Coordinate annotation items |
══════════

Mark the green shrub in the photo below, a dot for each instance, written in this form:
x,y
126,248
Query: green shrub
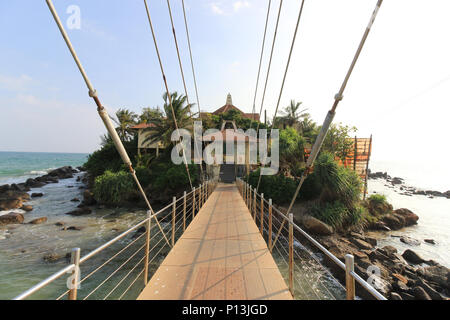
x,y
107,158
338,183
377,199
171,178
114,188
332,213
144,176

══════════

Work to complete |
Render the lines of the items above as a JSON list of strings, one string per line, omitting blank lines and leaving out the pictures.

Solution below |
[
  "Mark the green shrub in the photo below, a dot for each instance, written in this form:",
  "x,y",
  "126,248",
  "Query: green shrub",
  "x,y",
  "107,158",
  "338,183",
  "377,199",
  "171,178",
  "114,188",
  "332,213",
  "144,176"
]